[Natural language region descriptions]

━━━━━━━━━━━━━━━━━━━━━━━━━━━━━━

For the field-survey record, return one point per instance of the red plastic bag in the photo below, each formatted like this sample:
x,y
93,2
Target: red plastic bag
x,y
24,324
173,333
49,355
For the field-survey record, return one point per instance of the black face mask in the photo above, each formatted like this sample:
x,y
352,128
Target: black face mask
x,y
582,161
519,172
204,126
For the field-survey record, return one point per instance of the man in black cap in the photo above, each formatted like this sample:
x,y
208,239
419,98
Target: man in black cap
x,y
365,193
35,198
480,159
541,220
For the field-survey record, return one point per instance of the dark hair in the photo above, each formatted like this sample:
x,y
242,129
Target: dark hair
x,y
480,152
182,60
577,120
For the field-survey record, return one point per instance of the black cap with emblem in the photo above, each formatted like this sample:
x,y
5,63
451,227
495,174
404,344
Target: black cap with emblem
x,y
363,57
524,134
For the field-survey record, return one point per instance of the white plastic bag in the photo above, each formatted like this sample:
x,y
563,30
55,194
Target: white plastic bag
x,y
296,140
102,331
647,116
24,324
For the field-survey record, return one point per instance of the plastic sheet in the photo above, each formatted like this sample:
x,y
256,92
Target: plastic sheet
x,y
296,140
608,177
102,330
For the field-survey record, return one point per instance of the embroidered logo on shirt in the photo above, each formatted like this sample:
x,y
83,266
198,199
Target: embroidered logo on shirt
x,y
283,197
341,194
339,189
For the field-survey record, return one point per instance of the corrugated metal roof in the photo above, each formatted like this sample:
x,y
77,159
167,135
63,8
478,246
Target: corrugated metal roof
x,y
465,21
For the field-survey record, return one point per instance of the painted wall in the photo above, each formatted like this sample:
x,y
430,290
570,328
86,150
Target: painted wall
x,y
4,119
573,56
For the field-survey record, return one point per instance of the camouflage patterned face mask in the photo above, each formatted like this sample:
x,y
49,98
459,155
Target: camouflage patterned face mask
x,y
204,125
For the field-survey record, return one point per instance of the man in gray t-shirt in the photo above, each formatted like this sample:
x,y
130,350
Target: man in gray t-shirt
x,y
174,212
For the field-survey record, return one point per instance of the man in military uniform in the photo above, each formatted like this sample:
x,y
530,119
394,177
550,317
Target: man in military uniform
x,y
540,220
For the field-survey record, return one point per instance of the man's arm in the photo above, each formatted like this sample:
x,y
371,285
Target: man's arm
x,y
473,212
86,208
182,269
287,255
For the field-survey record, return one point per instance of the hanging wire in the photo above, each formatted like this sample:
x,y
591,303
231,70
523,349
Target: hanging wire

━━━━━━━━━━━━━━━━━━━━━━━━━━━━━━

Every record should be given again exactly.

For the field-survey record, return one point per instance of the red plastic bag in the photo below, each formatted like this sample:
x,y
93,2
Target: red plastic bag
x,y
24,324
173,333
49,355
For the field-survey record, return one point per instance of the black face mask in the photo above, each formatted like this sample:
x,y
352,128
Target: black face mask
x,y
582,161
519,172
204,126
For the field-survey record, return one point per instance of the man in black cap in the photo above, each formatted like this sample:
x,y
208,239
419,98
Target: man in black cap
x,y
365,193
35,198
480,159
541,220
For the field-survey record, return one point per instance of the dark hair in the photo above, each formatted like this sample:
x,y
242,129
Target: dark hair
x,y
480,152
182,60
577,120
For the field-survey record, return one point per instance of the black cap with emblem in the photo above, each formatted like this sample:
x,y
5,63
451,227
495,174
404,344
Target: black cap with emblem
x,y
363,57
524,134
For the field-survey record, return one point per instance of the white plastic bag in the photo above, each formatted like this sample:
x,y
563,30
55,194
Target: white plastic bag
x,y
296,140
102,331
647,116
24,324
For the field-survey record, return one point per instance of the plastic sheet in the photo above, each formatted like this sample:
x,y
256,92
Target: plastic sheet
x,y
296,140
608,177
102,330
For the field-survey record, return one point per instance of the embroidered logo on shirt in the photo above, each formatted like this sample:
x,y
83,266
198,199
Target: embroidered logo on shirt
x,y
283,197
341,194
339,189
For the field-survey record, return one point per instance of the corrugated metal roof in the photo above, each formatted like this sample:
x,y
77,159
167,135
63,8
478,246
Target: corrugated metal roof
x,y
465,21
For the field-survey record, return one point per instance of the painted wall in the photo above, each formatted like this sample:
x,y
430,290
570,328
86,150
Target: painted wall
x,y
4,119
573,56
For the field-survey record, return one point per instance of the camouflage patterned face mask in the photo above, each formatted like this sample:
x,y
49,98
459,155
Target: camouflage patterned face mask
x,y
204,125
For the field-survey record, return one point per instance of the man in gray t-shirt in the photo above, each formatted like this sample:
x,y
130,350
Target: man in gray t-shirt
x,y
174,212
For the field-survey record, return one point per instance of the man in military uniform in the photo above, each formatted like this sample:
x,y
530,119
394,177
550,317
Target: man in military uniform
x,y
540,220
For the field-survey record, return one point per instance of the man's arm in the photo above, each formatted like this sample:
x,y
371,285
Target: man's arm
x,y
473,212
86,208
182,269
287,255
For the field-survey record, return one point per instance of the hanging wire in the photo above, each formatted like this sample:
x,y
591,303
231,70
523,349
Target: hanging wire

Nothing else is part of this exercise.